• **What you will do**:
(1) In the article on the Jan. 6 National Guard claims, whom did Rep. Marjorie Taylor Greene blame on Thursday?
(2) Return the part of the National Guard article starting with "A number of" and going on through "lawmakers trapped inside.", copied word for word.
Start of Text segment
Monday, June 13, 2022

GOP Slapped Down Again For Jan. 6 National Guard Lie

Fact checker called out Republican leaders Friday over newly resurrected claims that President Donald Trump was not responsible for a no-show by the National Guard during the Jan. 6 insurrection last year.

Trump has repeatedly blamed House Speaker Nancy Pelosi (D-Calif.) for blocking some 10,000 members of the Guard that day. But Pelosi has no control or jurisdiction over the National Guard in the District of Columbia. Trump does.

A number of media outlets, from USA Today to The Washington Post and CNN have debunked Trump’s claims that he called out the Guard and Pelosi blocked them protecting the Capitol.

Trump even boasted in a videotaped statement a day after the 2021 insurrection that he “immediately deployed the National Guard and federal law enforcement to secure the building.

GOP leaders again on Thursday blamed Pelosi for blocking the Guard. Rep. Marjorie Taylor Greene (R-Ga.) for some reason on Thursday instead blamed Sen. Chuck Schumer (D-N.Y.), who was Senate minority leader during the insurrection.

As the violence raged for three hours throughout the Capitol on Jan. 6, 2021, Trump watched the riot on television at the White House. He did not contact anyone to protect the building or the lawmakers trapped inside.

“Not only did President Trump refuse to tell the mob to leave the Capitol, he placed no call to any element of the United States government to instruct that the Capitol be defended,” Rep. Liz Cheney (R-Wyo.) revealed Thursday night during the first hearing of the Jan. 6 House select committee,

“He did not call his Secretary of Defense on Jan. 6. He did not talk to his Attorney General. He did not talk to the Department of Homeland Security,” Cheney added. “President Trump gave no order to deploy the National Guard that day. And he made no effort to work with the Department of Justice to coordinate and deploy law enforcement assets.”

Her statements were backed up by videotaped testimony aired at the hearing from Joint Chiefs of Staff Chairman Gen. Mark Milley. He said it was then-Vice President Mike Pence, who was under siege himself at the time, to demand that the National Guard be called out.

Pence told Pentagon leaders to “get the Guard down here, put down this situation,” Milley testified. The general said he later received a call from then-White House Chief of Staff Mark Meadows, who told him to “kill the narrative that the vice president is making all the decisions.”

Republicans have likely landed on the National Guard issue again because a complete lack of action by Trump for hours to protect the Capitol and lawmakers would appear to strengthen the case the Jan. 6 panel is building against him, claiming he was out to seize control of the election and remain in power,

Thousands of National Guard troops were eventually deployed to Capitol Hill to secure the area.

This article originally appeared on HuffPost and has been updated.

Capitol attack pardon revelations could spell doom for Trump and allies




Hugo Lowell in Washington DC
Sun, June 12, 2022, 

The House select committee investigating the Capitol attack revealed at its inaugural hearing that Donald Trump’s top Republican allies in Congress sought pardons after the January 6 insurrection, a major disclosure that bolstered the claim that the event amounted to a coup and is likely to cause serious scrutiny for those implicated.
End of Text segment
Start of Data section
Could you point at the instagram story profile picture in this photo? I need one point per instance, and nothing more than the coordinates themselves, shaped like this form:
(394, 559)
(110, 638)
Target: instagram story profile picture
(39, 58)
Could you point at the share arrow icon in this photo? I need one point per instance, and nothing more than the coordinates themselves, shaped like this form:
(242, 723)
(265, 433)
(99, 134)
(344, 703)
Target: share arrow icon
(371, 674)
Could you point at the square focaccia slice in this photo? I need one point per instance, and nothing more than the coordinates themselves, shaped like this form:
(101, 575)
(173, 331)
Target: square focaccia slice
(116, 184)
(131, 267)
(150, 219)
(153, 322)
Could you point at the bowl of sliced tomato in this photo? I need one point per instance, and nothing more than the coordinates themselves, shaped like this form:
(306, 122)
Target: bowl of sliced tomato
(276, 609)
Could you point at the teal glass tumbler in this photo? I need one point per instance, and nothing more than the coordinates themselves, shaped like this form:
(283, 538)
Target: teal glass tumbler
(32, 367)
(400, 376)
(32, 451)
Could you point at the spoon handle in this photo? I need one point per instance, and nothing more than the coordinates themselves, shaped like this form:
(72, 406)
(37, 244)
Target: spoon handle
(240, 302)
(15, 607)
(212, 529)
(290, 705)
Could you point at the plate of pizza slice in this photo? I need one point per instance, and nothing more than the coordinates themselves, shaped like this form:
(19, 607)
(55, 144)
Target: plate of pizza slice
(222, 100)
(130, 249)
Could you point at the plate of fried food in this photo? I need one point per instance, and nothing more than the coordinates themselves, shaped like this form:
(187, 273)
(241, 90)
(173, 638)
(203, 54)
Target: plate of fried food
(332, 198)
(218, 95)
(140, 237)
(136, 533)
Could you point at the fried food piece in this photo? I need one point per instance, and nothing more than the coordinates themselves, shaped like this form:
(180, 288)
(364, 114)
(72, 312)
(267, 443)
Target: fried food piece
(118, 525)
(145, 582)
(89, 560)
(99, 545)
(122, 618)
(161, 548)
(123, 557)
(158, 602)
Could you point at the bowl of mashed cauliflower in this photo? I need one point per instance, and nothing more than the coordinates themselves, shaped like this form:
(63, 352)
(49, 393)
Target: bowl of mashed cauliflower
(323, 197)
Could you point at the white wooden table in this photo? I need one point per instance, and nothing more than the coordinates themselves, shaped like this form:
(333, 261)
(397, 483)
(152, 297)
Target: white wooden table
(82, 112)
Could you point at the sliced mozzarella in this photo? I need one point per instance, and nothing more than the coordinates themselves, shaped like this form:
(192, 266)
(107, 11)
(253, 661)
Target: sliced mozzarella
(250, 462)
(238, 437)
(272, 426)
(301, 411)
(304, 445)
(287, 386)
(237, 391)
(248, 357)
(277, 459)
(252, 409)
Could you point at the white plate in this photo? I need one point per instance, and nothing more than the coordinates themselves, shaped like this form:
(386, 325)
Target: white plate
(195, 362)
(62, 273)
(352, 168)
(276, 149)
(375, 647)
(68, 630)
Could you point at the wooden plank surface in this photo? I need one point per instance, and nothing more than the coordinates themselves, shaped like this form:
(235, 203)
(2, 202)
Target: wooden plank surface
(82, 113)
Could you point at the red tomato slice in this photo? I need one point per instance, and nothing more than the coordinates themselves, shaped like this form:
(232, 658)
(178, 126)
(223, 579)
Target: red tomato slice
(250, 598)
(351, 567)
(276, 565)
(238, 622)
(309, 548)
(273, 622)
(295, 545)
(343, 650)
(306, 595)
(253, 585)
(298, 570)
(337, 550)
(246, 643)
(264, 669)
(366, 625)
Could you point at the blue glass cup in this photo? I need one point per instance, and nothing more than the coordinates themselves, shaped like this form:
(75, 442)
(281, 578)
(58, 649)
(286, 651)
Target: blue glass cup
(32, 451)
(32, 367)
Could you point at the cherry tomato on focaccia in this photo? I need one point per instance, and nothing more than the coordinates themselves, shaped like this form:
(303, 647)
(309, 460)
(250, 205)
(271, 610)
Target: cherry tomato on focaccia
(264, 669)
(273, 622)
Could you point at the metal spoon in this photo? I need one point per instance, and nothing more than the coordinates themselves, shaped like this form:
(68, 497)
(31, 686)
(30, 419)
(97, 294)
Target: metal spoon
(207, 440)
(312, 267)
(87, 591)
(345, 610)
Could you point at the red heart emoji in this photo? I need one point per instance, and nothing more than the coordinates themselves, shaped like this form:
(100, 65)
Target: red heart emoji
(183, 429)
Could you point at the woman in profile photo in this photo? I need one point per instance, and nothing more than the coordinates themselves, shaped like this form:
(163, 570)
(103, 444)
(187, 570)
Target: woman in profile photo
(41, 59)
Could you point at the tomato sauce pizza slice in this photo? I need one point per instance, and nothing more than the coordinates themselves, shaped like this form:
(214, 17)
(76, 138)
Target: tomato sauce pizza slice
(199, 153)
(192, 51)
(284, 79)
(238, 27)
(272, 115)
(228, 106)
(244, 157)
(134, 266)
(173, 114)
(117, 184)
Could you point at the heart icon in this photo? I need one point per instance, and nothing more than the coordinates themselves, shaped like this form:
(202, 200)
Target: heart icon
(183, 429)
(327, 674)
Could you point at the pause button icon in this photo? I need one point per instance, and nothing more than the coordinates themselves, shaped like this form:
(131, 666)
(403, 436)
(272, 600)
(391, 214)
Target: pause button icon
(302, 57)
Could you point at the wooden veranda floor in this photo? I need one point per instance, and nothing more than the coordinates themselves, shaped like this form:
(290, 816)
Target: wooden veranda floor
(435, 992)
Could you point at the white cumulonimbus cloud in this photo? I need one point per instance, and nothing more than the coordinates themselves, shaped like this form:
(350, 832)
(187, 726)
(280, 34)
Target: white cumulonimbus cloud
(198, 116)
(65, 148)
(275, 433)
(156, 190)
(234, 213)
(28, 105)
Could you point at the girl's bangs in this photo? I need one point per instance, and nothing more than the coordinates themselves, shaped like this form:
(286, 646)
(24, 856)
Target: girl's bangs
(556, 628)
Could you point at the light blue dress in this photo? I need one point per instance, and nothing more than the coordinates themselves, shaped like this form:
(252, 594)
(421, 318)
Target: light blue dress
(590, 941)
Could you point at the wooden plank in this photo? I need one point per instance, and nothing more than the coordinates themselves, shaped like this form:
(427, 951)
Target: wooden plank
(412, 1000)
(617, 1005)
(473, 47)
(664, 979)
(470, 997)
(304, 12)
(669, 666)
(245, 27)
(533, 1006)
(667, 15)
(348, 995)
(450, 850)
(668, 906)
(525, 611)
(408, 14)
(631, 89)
End of Data section
• **Responses per task**:
(1) Sen. Chuck Schumer (D-N.Y.), who was Senate minority leader during the insurrection.

(2)
A number of media outlets, from USA Today to The Washington Post and CNN have debunked Trump’s claims that he called out the Guard and Pelosi blocked them protecting the Capitol.

Trump even boasted in a videotaped statement a day after the 2021 insurrection that he “immediately deployed the National Guard and federal law enforcement to secure the building.

GOP leaders again on Thursday blamed Pelosi for blocking the Guard. Rep. Marjorie Taylor Greene (R-Ga.) for some reason on Thursday instead blamed Sen. Chuck Schumer (D-N.Y.), who was Senate minority leader during the insurrection.

As the violence raged for three hours throughout the Capitol on Jan. 6, 2021, Trump watched the riot on television at the White House. He did not contact anyone to protect the building or the lawmakers trapped inside.